Because the pictures are not wanted, reproduce the rest of the records below exactly as they stand.

*** SOURCE MATERIAL ***

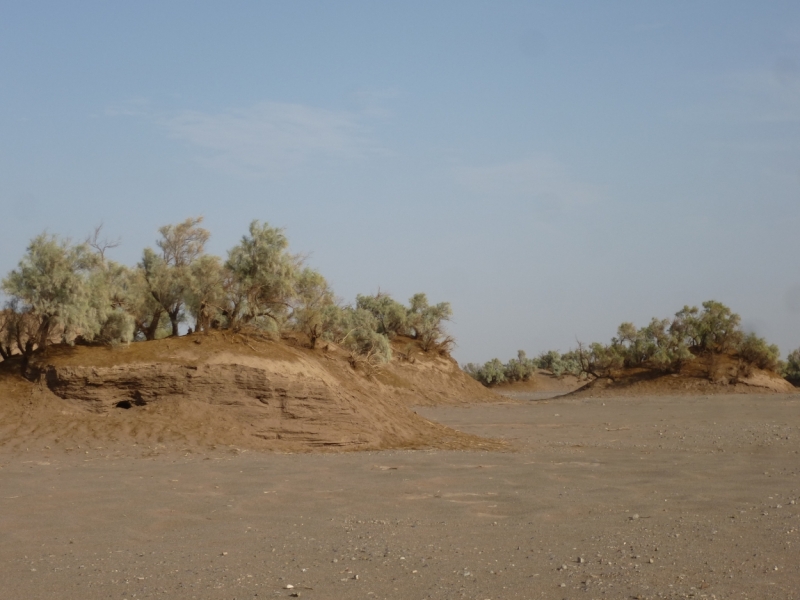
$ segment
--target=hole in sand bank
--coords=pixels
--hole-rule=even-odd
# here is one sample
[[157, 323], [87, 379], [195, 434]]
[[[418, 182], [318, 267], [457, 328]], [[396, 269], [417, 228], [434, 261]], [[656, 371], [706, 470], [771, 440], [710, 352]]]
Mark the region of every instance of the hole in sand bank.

***

→ EXERCISE OUTPUT:
$ segment
--target=hole in sand bank
--coords=pixels
--hole-rule=even-odd
# here is one sample
[[157, 323], [87, 379], [195, 434]]
[[[418, 182], [318, 267], [457, 328]], [[396, 269], [417, 228], [434, 261]], [[656, 371], [706, 470], [771, 440], [710, 352]]]
Mark the region of every instance of the hole in sand bank.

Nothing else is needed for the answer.